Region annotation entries
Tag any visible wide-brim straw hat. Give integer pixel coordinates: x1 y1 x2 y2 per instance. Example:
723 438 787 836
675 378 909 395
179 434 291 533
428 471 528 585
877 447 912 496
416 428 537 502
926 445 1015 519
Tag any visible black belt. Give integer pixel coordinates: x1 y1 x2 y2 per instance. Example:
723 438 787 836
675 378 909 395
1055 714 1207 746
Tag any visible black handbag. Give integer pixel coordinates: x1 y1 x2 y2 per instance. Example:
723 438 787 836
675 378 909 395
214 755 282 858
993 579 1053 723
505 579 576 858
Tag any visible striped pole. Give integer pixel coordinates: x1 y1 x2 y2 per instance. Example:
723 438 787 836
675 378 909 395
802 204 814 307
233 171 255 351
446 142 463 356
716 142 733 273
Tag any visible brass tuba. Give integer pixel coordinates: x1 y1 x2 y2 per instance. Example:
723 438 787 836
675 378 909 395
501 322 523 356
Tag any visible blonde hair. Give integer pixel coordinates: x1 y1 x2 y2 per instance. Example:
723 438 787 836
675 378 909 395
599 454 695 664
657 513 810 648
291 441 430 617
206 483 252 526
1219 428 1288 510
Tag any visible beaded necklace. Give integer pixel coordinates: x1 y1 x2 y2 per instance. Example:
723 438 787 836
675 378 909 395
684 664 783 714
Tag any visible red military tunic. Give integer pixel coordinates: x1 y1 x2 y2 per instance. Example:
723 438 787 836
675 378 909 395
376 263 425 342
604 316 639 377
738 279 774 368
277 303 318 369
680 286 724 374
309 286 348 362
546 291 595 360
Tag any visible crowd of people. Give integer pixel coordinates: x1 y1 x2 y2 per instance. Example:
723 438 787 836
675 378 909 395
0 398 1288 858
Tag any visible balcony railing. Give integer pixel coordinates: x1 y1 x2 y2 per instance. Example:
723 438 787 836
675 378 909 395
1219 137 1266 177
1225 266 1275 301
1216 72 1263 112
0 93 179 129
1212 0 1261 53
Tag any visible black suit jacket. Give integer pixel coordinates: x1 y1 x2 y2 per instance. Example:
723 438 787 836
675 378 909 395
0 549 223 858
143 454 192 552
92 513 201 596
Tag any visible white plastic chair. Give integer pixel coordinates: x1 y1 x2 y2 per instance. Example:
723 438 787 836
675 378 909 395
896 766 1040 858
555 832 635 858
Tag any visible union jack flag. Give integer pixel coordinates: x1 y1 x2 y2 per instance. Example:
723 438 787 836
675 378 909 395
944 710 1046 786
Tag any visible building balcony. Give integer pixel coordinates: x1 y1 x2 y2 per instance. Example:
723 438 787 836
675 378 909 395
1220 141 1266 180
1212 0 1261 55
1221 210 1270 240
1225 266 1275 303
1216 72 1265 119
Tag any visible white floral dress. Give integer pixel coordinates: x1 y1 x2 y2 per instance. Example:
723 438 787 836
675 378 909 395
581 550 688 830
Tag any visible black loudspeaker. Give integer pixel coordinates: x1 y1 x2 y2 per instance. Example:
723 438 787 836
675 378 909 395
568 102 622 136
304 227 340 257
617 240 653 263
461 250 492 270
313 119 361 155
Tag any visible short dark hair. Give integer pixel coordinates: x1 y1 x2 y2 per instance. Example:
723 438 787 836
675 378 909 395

▸ **Given exercise**:
Repeat every entry above, without changing a single character.

▸ **The result**:
Tag any visible wide-brim straw hat. Give integer pixel coordinates: x1 y1 x2 y2 per instance. Example:
723 438 787 836
675 378 909 395
179 434 291 533
428 471 528 585
877 447 912 496
416 428 537 502
926 445 1015 519
Tag any visible black belt. Give integer pixel coordinates: x1 y1 x2 y2 per instance. Example:
723 438 787 836
675 378 909 395
1055 714 1207 746
Tag any visible black handbag. Give integer pixel coordinates: x1 y1 x2 y2 per instance. Example:
723 438 787 836
675 378 909 395
214 755 282 858
993 579 1053 723
505 579 576 858
Tag any visible striped pole. Give integer pixel coordinates: x1 y1 x2 y2 per instance. Example:
723 438 787 836
675 378 909 395
802 204 814 307
233 171 255 351
446 142 463 356
716 142 733 273
Tag any visible brass tuba. Give integer pixel coordinates: x1 y1 x2 y2 per instance. Example:
723 438 787 836
675 378 909 395
501 322 523 356
Tag any visible blonde hair. Give integer pixel coordinates: x1 y1 x2 y2 per instance. Example:
723 438 787 836
675 378 909 395
599 454 695 664
657 513 810 648
291 441 430 617
206 483 252 526
1219 428 1288 510
Tag any visible beaded necklace. Give integer pixel coordinates: x1 y1 x2 y2 per instance. Example:
723 438 787 836
675 378 909 395
684 664 783 714
Tag any visible red military tunic. Give integer pixel coordinates: x1 y1 x2 y2 per instance. Example:
723 438 787 836
675 378 909 395
376 263 425 342
604 316 639 377
738 279 774 368
277 303 318 369
680 286 724 374
309 286 348 362
546 291 595 360
Tag any visible crowd of people. Give integer pixel coordinates: x1 y1 x2 y2 per instance. Example:
723 438 787 836
675 378 909 395
0 398 1288 858
Tag any visible balcony railing. Give integer pixel coordinates: x1 y1 x2 y2 per instance. Example:
723 438 787 836
675 378 909 395
1219 137 1266 177
1225 266 1275 301
1216 72 1263 112
0 93 179 129
1212 0 1261 53
Tag any visible black suit jacket. Give integer pixel coordinates: x1 y1 x2 y2 per instance. Example:
723 438 787 836
675 378 909 395
0 549 223 858
143 454 192 552
92 513 201 596
Tag any visible white plastic chair. Give integer pixel coordinates: x1 y1 x2 y2 per instance. Example:
723 438 787 836
675 378 909 395
896 766 1040 858
555 832 635 858
Tag any visible union jack flag. Give integer pixel coordinates: x1 y1 x2 y2 per instance. Example:
723 438 787 836
675 378 909 395
944 710 1046 786
Tag any visible building balcony. Give integer pixel coordinates: x1 y1 x2 y2 per instance. Example:
723 438 787 836
675 378 909 395
1220 141 1266 180
1212 0 1261 55
1221 210 1270 240
1225 266 1275 303
1216 72 1265 119
Tag any visible white floral dress. Give integer pixel coordinates: x1 y1 x2 y2 per instance. Example:
723 438 787 836
675 378 909 395
581 550 688 830
Tag any visible black loudspeaker. Give integer pixel coordinates: x1 y1 x2 y2 per instance. Example:
723 438 787 836
675 378 909 395
568 102 622 136
304 227 340 257
617 240 653 263
461 250 492 270
313 119 361 155
Tag any visible short dark hair. Give integer pixel coordinates: x1 y1 x2 y2 per instance. Example:
723 438 787 836
675 378 909 395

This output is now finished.